(TAREA ASIGNADA):
Reescribe solo el tramo del listado que va de la línea que contiene "of the lower" a la línea que contiene "column 60, row 157", ambas incluidas. Pon "soap pump" en lugar de "dish soap dispenser" y deja todo lo demás igual.

(LISTADO A PROCESAR):
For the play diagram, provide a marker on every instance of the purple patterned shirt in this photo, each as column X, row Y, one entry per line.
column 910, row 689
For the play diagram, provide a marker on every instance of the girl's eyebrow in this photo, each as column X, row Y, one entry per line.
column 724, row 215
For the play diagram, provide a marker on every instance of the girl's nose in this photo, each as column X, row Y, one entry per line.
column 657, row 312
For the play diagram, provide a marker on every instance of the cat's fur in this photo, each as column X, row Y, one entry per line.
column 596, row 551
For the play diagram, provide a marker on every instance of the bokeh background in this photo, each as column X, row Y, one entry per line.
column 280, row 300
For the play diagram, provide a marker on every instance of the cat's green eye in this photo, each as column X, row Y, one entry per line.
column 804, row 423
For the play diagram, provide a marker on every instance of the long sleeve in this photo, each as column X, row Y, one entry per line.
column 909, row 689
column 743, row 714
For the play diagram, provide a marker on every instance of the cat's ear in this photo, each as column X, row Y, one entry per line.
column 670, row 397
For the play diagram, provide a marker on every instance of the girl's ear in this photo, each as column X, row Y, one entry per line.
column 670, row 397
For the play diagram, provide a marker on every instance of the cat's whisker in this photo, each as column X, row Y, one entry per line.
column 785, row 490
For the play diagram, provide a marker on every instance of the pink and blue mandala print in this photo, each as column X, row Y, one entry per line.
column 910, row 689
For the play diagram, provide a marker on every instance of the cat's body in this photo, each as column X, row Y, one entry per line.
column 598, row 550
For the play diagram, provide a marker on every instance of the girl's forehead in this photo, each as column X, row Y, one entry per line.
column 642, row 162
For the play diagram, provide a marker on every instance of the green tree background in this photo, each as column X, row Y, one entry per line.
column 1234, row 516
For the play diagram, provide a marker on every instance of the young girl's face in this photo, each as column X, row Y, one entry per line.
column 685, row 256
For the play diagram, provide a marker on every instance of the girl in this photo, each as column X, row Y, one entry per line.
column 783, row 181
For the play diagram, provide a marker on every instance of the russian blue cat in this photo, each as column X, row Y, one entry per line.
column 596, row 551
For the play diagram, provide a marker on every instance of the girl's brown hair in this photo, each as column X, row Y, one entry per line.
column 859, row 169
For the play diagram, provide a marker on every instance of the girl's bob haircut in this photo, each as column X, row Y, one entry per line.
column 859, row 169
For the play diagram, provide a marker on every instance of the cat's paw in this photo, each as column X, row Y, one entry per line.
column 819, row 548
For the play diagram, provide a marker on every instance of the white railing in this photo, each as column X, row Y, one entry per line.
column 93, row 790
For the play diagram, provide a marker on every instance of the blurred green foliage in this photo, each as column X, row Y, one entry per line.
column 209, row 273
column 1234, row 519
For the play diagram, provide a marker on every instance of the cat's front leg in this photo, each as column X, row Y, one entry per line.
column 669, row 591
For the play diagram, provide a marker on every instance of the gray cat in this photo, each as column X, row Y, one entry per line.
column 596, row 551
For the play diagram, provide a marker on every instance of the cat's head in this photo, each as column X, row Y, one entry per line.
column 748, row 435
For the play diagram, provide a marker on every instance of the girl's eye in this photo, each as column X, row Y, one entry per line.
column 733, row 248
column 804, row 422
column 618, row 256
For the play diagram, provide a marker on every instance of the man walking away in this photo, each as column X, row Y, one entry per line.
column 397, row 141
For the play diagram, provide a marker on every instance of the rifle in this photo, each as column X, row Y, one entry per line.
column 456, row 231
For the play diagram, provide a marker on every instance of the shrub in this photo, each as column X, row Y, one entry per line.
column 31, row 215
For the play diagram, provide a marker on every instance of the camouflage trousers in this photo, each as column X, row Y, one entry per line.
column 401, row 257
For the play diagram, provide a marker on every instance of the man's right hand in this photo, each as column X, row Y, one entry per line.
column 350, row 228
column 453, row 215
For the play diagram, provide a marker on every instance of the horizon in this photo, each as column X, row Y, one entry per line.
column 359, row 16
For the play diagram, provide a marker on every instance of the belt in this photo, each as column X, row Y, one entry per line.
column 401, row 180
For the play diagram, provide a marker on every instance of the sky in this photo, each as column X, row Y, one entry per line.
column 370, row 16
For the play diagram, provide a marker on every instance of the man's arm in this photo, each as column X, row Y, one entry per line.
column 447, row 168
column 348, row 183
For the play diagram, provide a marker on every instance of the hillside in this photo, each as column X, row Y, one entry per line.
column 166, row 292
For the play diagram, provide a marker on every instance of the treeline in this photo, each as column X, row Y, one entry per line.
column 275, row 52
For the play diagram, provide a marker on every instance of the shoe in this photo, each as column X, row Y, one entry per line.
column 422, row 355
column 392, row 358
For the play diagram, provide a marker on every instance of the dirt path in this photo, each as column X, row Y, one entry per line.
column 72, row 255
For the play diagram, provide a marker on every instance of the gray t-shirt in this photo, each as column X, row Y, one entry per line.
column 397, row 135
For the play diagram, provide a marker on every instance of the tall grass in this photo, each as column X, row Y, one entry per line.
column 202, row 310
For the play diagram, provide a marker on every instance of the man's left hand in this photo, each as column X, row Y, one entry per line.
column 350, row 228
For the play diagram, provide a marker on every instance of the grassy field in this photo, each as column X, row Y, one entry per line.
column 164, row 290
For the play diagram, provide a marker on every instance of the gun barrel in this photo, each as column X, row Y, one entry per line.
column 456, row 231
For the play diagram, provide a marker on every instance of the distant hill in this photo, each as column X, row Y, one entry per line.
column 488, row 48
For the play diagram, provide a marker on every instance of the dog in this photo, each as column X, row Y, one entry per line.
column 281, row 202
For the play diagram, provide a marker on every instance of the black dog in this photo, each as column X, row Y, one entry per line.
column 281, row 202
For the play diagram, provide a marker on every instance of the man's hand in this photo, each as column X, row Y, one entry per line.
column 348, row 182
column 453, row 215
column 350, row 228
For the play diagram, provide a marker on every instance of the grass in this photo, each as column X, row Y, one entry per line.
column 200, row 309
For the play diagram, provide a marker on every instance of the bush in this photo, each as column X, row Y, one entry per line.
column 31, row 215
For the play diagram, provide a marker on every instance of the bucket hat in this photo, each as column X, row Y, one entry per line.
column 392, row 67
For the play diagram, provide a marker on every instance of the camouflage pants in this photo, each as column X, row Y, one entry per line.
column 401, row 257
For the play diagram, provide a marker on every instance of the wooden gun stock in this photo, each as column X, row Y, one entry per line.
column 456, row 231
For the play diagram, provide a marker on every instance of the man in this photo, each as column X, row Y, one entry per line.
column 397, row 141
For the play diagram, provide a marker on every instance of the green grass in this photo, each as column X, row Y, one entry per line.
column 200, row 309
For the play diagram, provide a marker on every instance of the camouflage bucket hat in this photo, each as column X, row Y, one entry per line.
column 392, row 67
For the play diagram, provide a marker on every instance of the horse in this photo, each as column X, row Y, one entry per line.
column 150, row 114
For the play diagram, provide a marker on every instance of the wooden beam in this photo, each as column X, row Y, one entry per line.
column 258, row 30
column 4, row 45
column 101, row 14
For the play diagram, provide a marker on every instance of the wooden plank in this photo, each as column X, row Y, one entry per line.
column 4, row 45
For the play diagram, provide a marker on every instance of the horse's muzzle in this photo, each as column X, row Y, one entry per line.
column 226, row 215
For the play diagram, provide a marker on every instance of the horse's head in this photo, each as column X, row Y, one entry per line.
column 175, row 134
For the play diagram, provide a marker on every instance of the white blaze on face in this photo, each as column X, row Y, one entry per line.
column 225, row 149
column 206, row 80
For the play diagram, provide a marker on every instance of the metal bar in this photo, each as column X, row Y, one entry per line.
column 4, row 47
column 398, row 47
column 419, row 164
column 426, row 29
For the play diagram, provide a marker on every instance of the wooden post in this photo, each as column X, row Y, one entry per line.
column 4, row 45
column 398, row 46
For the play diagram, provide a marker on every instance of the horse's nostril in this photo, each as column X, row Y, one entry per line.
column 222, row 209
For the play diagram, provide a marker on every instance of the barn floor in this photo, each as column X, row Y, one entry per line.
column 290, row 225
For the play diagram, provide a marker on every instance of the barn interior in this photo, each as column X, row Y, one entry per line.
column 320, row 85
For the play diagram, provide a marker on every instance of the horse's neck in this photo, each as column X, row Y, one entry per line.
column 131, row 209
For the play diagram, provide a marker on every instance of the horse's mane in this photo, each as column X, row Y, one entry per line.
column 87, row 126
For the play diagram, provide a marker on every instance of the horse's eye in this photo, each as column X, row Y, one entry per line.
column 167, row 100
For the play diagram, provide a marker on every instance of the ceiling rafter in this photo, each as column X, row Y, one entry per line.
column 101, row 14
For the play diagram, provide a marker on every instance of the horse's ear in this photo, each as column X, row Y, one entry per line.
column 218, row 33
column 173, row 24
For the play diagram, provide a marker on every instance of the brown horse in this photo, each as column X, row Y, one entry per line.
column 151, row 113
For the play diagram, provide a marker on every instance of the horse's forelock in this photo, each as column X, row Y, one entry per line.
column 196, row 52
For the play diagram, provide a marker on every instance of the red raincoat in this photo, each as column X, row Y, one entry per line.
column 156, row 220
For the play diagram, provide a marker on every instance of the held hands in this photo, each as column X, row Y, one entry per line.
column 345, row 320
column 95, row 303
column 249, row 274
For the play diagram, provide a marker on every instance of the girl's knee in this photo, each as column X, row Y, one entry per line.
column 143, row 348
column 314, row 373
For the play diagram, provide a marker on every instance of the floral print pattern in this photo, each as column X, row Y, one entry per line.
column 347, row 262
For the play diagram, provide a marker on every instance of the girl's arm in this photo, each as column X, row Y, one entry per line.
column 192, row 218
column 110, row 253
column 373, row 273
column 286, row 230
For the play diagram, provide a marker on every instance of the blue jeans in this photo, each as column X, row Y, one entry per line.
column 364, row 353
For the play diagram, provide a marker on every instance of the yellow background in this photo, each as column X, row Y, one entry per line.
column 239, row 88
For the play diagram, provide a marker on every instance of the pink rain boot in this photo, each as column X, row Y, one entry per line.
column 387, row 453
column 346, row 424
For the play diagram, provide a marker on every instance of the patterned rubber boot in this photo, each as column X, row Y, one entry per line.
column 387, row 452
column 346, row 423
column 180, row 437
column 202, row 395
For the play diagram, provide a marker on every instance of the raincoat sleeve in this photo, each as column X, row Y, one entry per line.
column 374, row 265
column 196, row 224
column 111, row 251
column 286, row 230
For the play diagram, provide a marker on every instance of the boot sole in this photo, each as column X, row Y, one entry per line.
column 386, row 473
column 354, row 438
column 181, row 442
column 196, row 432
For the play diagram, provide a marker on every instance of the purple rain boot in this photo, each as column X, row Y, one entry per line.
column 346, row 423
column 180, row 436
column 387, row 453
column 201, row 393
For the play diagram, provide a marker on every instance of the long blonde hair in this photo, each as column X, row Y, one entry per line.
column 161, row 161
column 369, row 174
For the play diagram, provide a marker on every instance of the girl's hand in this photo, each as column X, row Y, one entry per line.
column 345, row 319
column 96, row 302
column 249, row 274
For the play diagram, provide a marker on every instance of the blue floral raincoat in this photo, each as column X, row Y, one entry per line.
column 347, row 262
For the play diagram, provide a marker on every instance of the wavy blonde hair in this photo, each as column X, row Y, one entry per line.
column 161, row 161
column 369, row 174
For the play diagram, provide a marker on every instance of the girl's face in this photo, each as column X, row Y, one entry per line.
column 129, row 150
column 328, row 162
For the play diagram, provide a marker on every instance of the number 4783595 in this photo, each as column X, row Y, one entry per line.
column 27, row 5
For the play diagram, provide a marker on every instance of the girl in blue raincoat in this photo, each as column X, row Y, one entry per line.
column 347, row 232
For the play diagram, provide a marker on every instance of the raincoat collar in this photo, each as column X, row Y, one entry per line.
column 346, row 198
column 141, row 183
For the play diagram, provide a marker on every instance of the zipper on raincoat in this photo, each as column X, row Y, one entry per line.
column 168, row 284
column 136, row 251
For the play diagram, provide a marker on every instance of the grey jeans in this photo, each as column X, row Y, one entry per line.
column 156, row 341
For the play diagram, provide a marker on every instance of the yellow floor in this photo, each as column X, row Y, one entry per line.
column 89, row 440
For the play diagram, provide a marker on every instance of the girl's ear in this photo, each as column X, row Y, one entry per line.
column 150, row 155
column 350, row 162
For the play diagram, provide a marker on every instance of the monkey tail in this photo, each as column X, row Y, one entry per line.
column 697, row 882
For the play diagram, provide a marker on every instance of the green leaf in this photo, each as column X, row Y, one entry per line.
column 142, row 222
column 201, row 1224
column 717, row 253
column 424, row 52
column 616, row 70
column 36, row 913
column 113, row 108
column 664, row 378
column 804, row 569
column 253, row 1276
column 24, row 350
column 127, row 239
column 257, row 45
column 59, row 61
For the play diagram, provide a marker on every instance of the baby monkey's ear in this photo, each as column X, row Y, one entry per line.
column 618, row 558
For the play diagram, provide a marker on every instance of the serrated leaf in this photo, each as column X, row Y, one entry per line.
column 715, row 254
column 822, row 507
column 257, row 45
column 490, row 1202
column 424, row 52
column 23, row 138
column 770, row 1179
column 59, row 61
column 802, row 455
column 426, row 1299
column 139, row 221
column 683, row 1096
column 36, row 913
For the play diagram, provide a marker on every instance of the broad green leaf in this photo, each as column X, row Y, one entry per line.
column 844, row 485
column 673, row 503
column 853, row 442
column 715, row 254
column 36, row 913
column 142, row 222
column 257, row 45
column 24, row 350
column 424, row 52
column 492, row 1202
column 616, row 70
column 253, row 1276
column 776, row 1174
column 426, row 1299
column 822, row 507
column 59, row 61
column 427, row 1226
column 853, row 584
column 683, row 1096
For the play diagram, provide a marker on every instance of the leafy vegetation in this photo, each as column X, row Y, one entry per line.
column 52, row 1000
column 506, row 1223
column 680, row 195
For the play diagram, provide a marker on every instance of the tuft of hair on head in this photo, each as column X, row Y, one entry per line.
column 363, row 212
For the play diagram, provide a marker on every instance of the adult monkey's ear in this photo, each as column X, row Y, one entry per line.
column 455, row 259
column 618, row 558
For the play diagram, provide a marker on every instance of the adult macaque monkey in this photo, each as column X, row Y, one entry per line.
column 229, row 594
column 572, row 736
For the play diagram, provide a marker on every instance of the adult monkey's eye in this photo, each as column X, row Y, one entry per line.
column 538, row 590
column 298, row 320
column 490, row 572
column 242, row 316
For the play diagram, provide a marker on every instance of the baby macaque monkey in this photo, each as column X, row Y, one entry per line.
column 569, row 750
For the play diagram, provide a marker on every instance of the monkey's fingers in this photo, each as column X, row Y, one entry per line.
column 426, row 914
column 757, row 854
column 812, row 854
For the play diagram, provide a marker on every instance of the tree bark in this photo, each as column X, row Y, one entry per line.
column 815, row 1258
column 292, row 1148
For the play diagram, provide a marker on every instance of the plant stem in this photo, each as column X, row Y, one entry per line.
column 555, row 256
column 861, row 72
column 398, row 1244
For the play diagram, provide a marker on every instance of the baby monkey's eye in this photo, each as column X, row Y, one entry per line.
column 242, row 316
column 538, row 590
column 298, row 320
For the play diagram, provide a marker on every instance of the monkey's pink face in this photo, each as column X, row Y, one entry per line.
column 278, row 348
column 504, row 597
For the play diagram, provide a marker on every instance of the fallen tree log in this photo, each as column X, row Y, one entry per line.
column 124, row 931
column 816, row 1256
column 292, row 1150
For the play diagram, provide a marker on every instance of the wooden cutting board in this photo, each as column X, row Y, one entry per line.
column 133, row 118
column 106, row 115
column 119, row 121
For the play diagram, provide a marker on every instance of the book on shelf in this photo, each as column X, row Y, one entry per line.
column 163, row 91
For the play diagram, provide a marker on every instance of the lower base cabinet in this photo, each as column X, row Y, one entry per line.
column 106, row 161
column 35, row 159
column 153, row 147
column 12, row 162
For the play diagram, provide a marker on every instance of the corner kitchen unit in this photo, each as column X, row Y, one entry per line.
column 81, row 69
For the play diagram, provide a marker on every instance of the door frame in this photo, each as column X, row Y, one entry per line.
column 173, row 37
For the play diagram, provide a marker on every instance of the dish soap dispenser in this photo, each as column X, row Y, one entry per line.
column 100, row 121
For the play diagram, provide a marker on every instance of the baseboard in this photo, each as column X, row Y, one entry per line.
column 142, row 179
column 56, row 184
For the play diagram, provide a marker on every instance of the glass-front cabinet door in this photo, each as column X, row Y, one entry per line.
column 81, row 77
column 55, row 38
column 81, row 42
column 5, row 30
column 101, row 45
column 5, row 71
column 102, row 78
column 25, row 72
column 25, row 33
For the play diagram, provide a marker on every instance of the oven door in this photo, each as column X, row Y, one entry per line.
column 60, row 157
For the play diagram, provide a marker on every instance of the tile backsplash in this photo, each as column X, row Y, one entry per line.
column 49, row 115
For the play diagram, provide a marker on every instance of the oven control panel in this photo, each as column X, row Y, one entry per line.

(RESPUESTA COMPLETA):
For the play diagram, provide a marker on every instance of the lower base cabinet in this photo, each as column X, row Y, one entry per line.
column 106, row 161
column 35, row 159
column 153, row 147
column 12, row 162
For the play diagram, provide a marker on every instance of the corner kitchen unit in this photo, each as column X, row Y, one entry per line.
column 81, row 69
For the play diagram, provide a marker on every instance of the door frame in this photo, each as column X, row Y, one entry per line.
column 173, row 37
For the play diagram, provide a marker on every instance of the soap pump in this photo, each as column X, row Y, one entry per line.
column 100, row 121
For the play diagram, provide a marker on every instance of the baseboard in this photo, each as column X, row Y, one entry per line.
column 142, row 179
column 56, row 184
For the play diagram, provide a marker on every instance of the glass-front cabinet door in this photo, each as column X, row Y, one entry per line.
column 81, row 77
column 55, row 38
column 81, row 42
column 5, row 30
column 101, row 45
column 5, row 71
column 102, row 78
column 25, row 72
column 25, row 33
For the play diagram, provide a marker on every instance of the oven door in this photo, each as column X, row Y, one entry per line.
column 60, row 157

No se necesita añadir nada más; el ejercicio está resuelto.